> **What is expected**:
Reproduce the data below, switching every occurrence of "bee's head" to "insect's head" and leaving all else unchanged. Omit the pictures from your answer.

- - - - - - -

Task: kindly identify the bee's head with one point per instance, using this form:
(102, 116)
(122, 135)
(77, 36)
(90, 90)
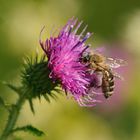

- - - - - - -

> **The answer**:
Task: kindly identify the insect's head with one point per instance, using this form:
(102, 116)
(122, 135)
(77, 36)
(90, 90)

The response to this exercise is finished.